**TEXT PROVIDED**.
★ ★ ★ ★

It was handed down to his son who had no idea of its worth until a visiting antiques specialist spotted it.
It turned out to be an extremely rare 18th century Chinese vase made for the court of the Qianlong Emperor in the 1700s.
The 60cm blue-glazed, silver and gilt vase, decorated with cranes and bats was estimated to be worth between £100,000-£150,000 by Berkshire-based Dreweatts Auctioneers.
But worldwide buyers went to battle over it at an auction on Wednesday, with one pledging £1.2 million over the phone.
The international buyer’s premium brought the final price closer to £1.5 million.
Mark Newstead, from the auction house, said: ‘We are delighted with this exceptional result.
‘We saw widespread interest from China, Hong Kong, America and the UK which resulted in very competitive bidding.’
The vase has been was described as ‘a testament to the creativity’ of craftsmen working during the Qianlong period who used enamelling techniques to cater to the emperor’s taste in exotic styles.

★ ★ ★ ★

**WORK REQUEST 1**.
Do these statements agree with the article about the Qianlong vase? For each, answer yes or no and quote the words of the article that decide it.
(a) The vase was estimated to be worth between £100,000 and £150,000.
(b) The £1.2 million bid was made in person in the auction room.
(c) Interest in the vase came only from China and Hong Kong.
**WORK REQUEST 2**.
Answer these questions from the article about the Qianlong vase:
(a) Who spotted the vase?
(b) Which auction house gave the estimate?
(c) What brought the final price closer to £1.5 million?
**WORK REQUEST 3**.
Carry on the article about the Qianlong vase from where it stops.

**DATA SHOWN**.
★ ★ ★ ★

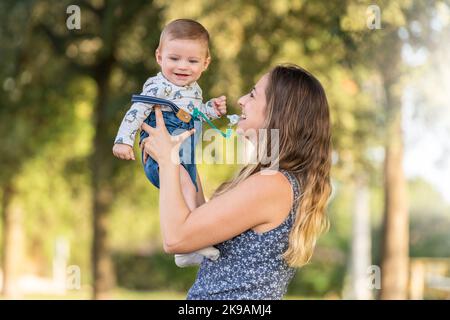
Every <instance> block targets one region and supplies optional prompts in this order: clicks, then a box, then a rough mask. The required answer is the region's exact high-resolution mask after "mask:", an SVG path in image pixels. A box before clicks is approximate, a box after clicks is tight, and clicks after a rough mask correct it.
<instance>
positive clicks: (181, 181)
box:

★ ★ ★ ★

**RESPONSE AREA 1**.
(a) Yes: "estimated to be worth between £100,000-£150,000"
(b) No: "one pledging £1.2 million over the phone"
(c) No: "We saw widespread interest from China, Hong Kong, America and the UK"

**RESPONSE AREA 2**.
(a) A visiting antiques specialist.
(b) Dreweatts Auctioneers, based in Berkshire.
(c) The international buyer's premium.

**RESPONSE AREA 3**.
It would require at least three firings in the kiln for the different colours, including at over 12000C for the cobalt blue.
The auction house said: ‘The rich cobalt blue is often referred to as ‘sacrificial blue’, deriving from the use of vessels in this colour glaze being used during sacrifices at the Imperial Altar of Heaven.
‘It is extremely rare to see blue vases painted in both gilding and slightly raised silver, thought to be due to the medium being difficult to control.
‘Thrillingly, no other porcelain decorated with the same subject in gold and silver appears to have ever been documented.’
It also bears the distinctive six-character mark of the Qianlong period between 1736 and 1795 on its base.